PROBLEMS AND TASKS:
1. Quote everything in the Japanese Codepoints text from "This library provides" down to "creating new instances)", word for word.
2. In the Japanese Codepoints text, which Java library is this Rust library a port of?
3. Carry on the Japanese Codepoints text from the point where it stops.

* begin SUPPLIED TEXT *

Japanese Codepoints

A high-performance, zero-dependency Rust library for Japanese character validation and code point handling based on JIS standards.

This library provides collections of Unicode code points for various Japanese character sets, with advanced validation macros and static caching for optimal performance. Perfect for input validation in systems with strict character requirements (e.g., legacy mainframe integration, payment systems, government applications).

Rust port of terasoluna-gfw-codepoints (Java) - reimagined with Rust's type system and zero-cost abstractions.

Features

High Performance: Static caching via OnceLock eliminates repeated allocations (1900× faster than creating new instances)
Zero Dependencies: No external dependencies for faster compile times and smaller binaries
Type Safety: Leverages Rust's ownership system to prevent runtime errors
Feature Flags: Compile only the character sets you need
Validation Macros: Ergonomic macros for common validation patterns
Zero-Copy Operations: Efficient set operations (union, intersection, difference)

Character Sets

The library is organized using feature flags to keep it lightweight. You only need to enable the character sets you require.

Feature Flag	Characters	Description
`default` (`codepoints`)	225	Core `CodePoints` struct + ASCII control/printable
`codepoints-jisx0201`	158	JIS X 0201: Half-width Katakana (63) + Latin letters (95)
`codepoints-jisx0208`	~700	JIS X 0208: Hiragana, Katakana, Latin, Greek, Cyrillic, symbols, box-drawing
`codepoints-jisx0208kanji`	6,355	JIS X 0208: Level 1 & 2 Kanji
`codepoints-jisx0213kanji`	10,050	JIS X 0213: Level 1-4 Kanji (extends JIS X 0208)
`full`	~17,500	All character sets

When to use which feature?

Web forms with Japanese input: codepoints-jisx0208 (Hiragana/Katakana)

* end SUPPLIED TEXT *
* begin RAW DATA *

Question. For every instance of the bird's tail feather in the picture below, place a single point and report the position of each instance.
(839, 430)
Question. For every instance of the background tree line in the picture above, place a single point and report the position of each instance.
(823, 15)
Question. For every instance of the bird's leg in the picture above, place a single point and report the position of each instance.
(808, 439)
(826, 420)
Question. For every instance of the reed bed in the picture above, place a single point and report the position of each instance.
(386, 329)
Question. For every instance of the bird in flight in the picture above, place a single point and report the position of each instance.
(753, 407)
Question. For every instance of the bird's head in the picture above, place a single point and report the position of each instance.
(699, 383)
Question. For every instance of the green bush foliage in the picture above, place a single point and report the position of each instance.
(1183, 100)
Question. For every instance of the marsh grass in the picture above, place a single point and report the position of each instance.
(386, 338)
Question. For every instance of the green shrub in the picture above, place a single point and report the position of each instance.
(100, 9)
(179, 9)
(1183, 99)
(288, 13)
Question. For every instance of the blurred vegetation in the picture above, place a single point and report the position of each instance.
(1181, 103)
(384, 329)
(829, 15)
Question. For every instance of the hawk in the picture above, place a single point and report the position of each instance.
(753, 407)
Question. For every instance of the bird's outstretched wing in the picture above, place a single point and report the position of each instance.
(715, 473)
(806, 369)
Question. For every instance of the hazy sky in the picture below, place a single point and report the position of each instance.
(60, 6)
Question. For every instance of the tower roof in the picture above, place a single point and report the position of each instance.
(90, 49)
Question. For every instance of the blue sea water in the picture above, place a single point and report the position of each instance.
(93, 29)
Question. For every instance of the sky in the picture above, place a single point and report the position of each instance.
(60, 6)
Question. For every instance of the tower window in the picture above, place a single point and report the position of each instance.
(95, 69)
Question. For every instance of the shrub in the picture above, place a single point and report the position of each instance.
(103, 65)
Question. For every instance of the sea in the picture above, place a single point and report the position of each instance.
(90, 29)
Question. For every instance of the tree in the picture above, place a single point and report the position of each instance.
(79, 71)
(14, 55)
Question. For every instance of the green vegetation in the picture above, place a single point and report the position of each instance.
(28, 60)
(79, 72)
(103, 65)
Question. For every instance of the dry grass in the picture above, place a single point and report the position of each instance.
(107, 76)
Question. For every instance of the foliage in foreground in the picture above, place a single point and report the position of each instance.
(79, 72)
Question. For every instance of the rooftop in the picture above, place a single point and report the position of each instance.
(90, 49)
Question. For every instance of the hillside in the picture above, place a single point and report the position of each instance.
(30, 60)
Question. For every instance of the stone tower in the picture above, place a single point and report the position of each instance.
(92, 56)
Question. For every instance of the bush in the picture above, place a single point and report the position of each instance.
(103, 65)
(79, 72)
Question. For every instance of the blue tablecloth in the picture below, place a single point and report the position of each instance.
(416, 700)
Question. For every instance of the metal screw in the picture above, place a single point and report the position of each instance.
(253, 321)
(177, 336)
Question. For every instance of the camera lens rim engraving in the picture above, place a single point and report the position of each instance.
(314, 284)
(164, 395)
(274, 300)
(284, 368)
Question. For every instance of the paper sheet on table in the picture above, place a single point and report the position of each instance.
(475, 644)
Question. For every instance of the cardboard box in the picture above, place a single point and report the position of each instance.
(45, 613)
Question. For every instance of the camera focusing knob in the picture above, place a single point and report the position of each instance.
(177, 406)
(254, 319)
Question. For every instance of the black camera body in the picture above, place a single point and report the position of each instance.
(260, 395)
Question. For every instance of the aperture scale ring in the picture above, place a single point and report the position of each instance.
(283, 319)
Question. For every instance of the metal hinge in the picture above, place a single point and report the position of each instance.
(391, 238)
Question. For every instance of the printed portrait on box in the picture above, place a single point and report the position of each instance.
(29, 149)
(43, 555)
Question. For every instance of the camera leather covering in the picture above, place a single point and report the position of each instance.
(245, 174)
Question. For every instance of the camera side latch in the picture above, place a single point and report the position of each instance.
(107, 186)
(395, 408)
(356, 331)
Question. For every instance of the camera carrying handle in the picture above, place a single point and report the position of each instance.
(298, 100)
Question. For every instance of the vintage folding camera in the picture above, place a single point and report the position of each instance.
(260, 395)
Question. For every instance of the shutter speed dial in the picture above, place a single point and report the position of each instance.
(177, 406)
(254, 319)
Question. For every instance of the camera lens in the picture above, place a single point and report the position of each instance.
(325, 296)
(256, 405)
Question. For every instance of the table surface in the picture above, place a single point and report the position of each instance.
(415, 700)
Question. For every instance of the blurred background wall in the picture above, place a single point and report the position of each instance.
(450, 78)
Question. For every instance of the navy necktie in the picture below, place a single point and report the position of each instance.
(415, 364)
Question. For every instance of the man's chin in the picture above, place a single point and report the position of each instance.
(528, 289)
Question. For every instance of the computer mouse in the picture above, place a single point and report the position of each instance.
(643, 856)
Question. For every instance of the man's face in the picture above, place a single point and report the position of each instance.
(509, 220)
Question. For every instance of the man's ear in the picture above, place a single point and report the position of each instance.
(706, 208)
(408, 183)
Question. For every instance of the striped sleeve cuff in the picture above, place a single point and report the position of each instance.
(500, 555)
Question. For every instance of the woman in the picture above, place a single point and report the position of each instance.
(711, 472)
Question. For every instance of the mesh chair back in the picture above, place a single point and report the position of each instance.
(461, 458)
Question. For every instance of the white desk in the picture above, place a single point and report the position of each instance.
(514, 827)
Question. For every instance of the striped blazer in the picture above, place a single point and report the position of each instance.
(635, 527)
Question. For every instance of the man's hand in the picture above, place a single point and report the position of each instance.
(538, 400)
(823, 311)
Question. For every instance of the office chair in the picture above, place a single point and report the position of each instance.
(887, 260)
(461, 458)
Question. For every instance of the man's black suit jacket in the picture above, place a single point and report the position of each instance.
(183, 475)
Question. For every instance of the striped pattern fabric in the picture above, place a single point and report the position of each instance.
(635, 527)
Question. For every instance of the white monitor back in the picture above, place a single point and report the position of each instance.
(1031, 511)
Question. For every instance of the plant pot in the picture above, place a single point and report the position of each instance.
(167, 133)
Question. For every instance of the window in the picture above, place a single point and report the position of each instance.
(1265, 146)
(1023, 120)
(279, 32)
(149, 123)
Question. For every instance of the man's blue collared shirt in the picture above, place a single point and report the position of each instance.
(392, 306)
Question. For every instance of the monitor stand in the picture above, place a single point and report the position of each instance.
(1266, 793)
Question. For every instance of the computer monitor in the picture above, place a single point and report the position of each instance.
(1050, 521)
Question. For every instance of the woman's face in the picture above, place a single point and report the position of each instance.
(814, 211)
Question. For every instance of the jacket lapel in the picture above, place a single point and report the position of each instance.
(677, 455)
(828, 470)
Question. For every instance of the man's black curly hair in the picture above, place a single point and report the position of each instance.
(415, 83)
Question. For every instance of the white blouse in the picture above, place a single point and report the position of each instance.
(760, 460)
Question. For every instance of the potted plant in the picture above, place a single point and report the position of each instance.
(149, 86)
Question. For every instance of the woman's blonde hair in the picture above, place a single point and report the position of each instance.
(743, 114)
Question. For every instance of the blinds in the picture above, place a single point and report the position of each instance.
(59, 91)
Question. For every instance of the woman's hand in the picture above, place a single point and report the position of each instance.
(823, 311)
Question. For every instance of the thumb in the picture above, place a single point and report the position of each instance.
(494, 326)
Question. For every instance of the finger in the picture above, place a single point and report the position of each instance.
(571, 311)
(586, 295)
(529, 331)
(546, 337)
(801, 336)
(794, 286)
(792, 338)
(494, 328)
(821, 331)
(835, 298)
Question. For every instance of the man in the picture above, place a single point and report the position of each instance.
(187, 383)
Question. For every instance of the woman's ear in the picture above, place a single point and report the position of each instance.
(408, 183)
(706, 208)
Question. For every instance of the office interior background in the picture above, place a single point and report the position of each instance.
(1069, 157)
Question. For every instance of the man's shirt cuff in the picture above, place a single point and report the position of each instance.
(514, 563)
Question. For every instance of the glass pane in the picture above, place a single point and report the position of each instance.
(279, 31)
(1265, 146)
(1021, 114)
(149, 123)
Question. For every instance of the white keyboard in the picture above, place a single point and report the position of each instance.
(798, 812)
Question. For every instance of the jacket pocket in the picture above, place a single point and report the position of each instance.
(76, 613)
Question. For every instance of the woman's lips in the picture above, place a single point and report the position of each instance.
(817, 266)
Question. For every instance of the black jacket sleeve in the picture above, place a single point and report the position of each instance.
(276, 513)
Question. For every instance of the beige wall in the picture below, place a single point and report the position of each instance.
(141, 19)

* end RAW DATA *

ANSWER LIST:
1.
This library provides collections of Unicode code points for various Japanese character sets, with advanced validation macros and static caching for optimal performance. Perfect for input validation in systems with strict character requirements (e.g., legacy mainframe integration, payment systems, government applications).

Rust port of terasoluna-gfw-codepoints (Java) - reimagined with Rust's type system and zero-cost abstractions.

Features

High Performance: Static caching via OnceLock eliminates repeated allocations (1900× faster than creating new instances)

2. terasoluna-gfw-codepoints

3.
Legacy system integration: codepoints-jisx0201 (halfwidth) + codepoints-jisx0208kanji
Full Japanese text support: full or specific kanji features
ASCII-only validation: default (no extra features needed)

Quick Start

Requirements

Rust: 1.70+ (for std::sync::OnceLock)
Edition: 2021

Installation

Add this to your Cargo.toml:

[dependencies]
# Minimal: ASCII validation only
japanese-codepoints = "0.1.0"

# Specific character sets (recommended)
japanese-codepoints = { version = "0.1.0", features = ["codepoints-jisx0208", "codepoints-jisx0208kanji"] }

# Everything (largest binary size)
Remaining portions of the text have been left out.